What is expected: Give the total of lines holding the word "picnic" in the records below, and nothing else.

Working data:

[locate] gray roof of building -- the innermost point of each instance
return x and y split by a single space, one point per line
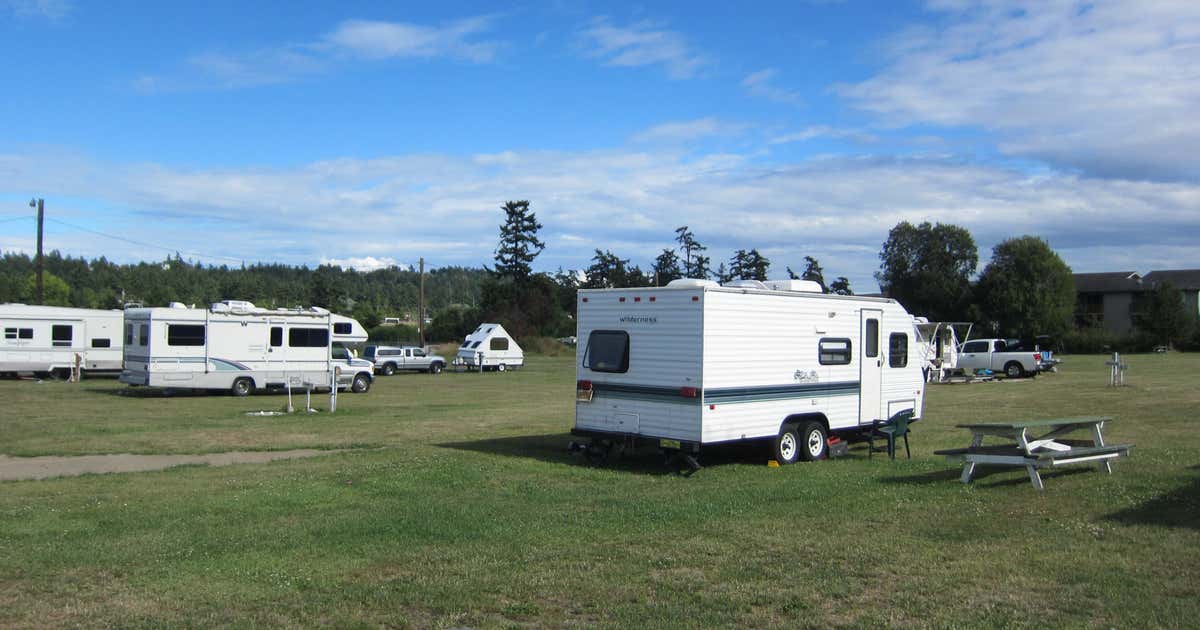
---
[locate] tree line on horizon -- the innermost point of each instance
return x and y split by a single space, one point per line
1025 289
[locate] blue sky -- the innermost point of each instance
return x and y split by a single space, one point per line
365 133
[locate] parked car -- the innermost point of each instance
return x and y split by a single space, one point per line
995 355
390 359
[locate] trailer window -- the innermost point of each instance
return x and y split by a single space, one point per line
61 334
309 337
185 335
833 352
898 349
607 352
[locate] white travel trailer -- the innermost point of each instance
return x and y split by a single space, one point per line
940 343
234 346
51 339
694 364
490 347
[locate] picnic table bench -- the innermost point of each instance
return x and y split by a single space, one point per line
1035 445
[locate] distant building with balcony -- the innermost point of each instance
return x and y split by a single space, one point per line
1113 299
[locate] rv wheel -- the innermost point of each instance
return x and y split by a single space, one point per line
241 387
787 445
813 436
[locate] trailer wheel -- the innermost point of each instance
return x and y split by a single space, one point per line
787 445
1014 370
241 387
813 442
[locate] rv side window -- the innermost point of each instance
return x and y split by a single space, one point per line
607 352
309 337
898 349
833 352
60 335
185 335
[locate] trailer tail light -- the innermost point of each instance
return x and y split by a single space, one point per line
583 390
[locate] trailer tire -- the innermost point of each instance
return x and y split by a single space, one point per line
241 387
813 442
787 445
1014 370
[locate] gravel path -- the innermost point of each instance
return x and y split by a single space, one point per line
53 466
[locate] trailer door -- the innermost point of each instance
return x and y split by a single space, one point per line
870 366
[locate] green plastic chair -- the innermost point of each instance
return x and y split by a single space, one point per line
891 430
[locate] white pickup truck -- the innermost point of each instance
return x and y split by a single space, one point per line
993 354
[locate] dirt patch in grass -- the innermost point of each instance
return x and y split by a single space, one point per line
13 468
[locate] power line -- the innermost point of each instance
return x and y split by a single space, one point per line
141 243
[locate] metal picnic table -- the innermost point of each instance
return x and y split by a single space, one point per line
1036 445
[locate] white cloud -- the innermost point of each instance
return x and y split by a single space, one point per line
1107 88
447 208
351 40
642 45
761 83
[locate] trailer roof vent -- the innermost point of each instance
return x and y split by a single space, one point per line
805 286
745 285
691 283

Answer to this exercise: 2